_Work to complete_
• A. In the business news roundup, at what price per share did Vantage Towers set its initial public offering?
• B. Name every stock index whose closing level is reported in the business news roundup.
• C. Reproduce the business news roundup from "The Bank of" to "two-day March meeting.".

_Text for analysis_
Vectura recorded a 6.9% increase in total revenue in 2020, it announced on Thursday, to £190.6m, driven by its development services business and a surge in royalty income. The FTSE 250 inhaled pharmaceuticals firm said its gross profit rose 6.4% for the year ended 21 December to £101.4m. It said it maintained strong liquidity, with closing cash and cash equivalents rising to £78.6m from £74.1m, following free cash flow generation of £24.1m and a share buyback of £16.4m during 2020.

Vodafone’s Vantage Towers business set the price for its initial public offering at €24 a share for a transaction that will value the mobile phone tower operator at €12.1bn. The offer price is at the bottom of a €24-€25 range tightened on Tuesday from an original range of €22.50 to €29. The company will place 95,833,334 shares resulting in gross proceeds to Vodafone of €2.3bn. The shares will start trading on the Frankfurt Stock Exchange on Thursday.

Newspaper round-up

The government plans to make it easier to claw back bonuses paid to executives of failed companies in what is being billed as the biggest shake-up of Britain’s corporate governance rules in decades, with ministers vowing to target negligent auditors and rogue directors. Part of a sweeping series of reforms designed to break the dominance of the big four accounting firms, the new measures were outlined by the business secretary Kwasi Kwarteng in a consultation launched on Thursday. - Guardian

Sovereign debt downgrades are in prospect for Britain, the US and scores of other countries around the world unless they urgently step up their efforts to reduce greenhouse gas emissions, according to a study. In the first attempt to adjust credit ratings to take account of the economic consequences of the climate emergency, a team of academics led by Cambridge University said failure to act would leave governments paying billions of dollars more to borrow. - Guardian

Eurostar has increased the pressure on the UK and French governments to strike a bailout deal after the boss of its biggest shareholder said it needed a cash injection within weeks to survive. The Channel Tunnel train operator has been left at risk of bankruptcy after passenger numbers plummeted by 95pc during the pandemic. Jean-Pierre Farandou, chief executive of French state rail company SNCF, told the Financial Times: “We are getting closer to the moment when Eurostar will have real cash flow problems … by next month, we have to conclude these discussions.” - Telegraph

The government could intervene in the crisis at Liberty Steel, Britain’s third-largest steelmaker, the business secretary has hinted. The collapse of Liberty’s main financial backer, Greensill Capital, has sparked fears for thousands of UK jobs. Asked whether the government could intervene, Kwasi Kwarteng told The Times: “We have done in the past. I think Liberty Steel is consonant with our decarbonisation agenda. I think it’s a fundamentally good product ... I can’t anticipate or guarantee forms of intervention." - The Times

The Bank of England and City regulators are among the financial institutions to miss targets to increase the representation of women in senior roles. When it launched its women in finance charter five years ago, the Treasury gave signatories until the end of 2020 to meet a target of 30 percent of senior roles to be filled by women. Organisations were allowed to set themselves more ambitious targets. - The Times

US close

Stocks on Wall Street closed in the green on Wednesday, after the Fed upped its economic forecasts following its two-day March meeting.

At the close, the Dow Jones Industrial Average was up 0.58% at 33,015.37, the S&P 500 added 0.29% to 3,974.12, and the Nasdaq Composite was 0.4% firmer at 13,525.20.

The Dow closed 189.42 points higher on Wednesday, rebounding from its retreat away from record highs on Tuesday.

Late in the session, the Federal Open Market Committee released its latest policy decision, standing pat on interest rates, with most members expecting near-zero rates to remain until at least the end of 2023.

It did hike its forecast for economic growth, however, to 6.5% for this year, compared to the 4.2% it predicted in December, on the back of the rollout of Covid-19 vaccines and government stimulus money.

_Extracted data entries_
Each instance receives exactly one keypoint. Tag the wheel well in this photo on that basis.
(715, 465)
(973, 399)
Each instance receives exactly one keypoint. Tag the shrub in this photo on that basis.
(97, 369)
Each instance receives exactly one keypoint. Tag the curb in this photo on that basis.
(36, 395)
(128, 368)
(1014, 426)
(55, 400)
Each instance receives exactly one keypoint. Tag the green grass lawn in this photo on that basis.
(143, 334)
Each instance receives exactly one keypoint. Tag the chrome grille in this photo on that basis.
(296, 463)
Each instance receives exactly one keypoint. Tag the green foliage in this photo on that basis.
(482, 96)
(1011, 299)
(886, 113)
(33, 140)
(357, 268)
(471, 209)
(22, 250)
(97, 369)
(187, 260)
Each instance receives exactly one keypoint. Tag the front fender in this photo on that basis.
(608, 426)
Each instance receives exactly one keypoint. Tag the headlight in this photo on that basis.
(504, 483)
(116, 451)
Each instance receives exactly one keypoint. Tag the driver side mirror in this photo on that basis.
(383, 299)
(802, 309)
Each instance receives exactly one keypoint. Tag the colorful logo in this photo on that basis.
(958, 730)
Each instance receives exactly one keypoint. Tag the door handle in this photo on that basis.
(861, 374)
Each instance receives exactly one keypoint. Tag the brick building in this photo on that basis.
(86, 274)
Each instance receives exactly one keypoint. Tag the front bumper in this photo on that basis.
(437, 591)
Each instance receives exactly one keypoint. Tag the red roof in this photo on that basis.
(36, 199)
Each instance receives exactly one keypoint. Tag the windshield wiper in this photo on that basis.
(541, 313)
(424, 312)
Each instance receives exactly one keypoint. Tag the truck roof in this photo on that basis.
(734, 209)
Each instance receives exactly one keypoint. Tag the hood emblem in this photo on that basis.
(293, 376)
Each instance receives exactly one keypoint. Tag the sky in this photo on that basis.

_Answers below_
• A. €24 a share

• B. Dow Jones Industrial Average, S&P 500, Nasdaq Composite

• C.
The Bank of England and City regulators are among the financial institutions to miss targets to increase the representation of women in senior roles. When it launched its women in finance charter five years ago, the Treasury gave signatories until the end of 2020 to meet a target of 30 percent of senior roles to be filled by women. Organisations were allowed to set themselves more ambitious targets. - The Times

US close

Stocks on Wall Street closed in the green on Wednesday, after the Fed upped its economic forecasts following its two-day March meeting.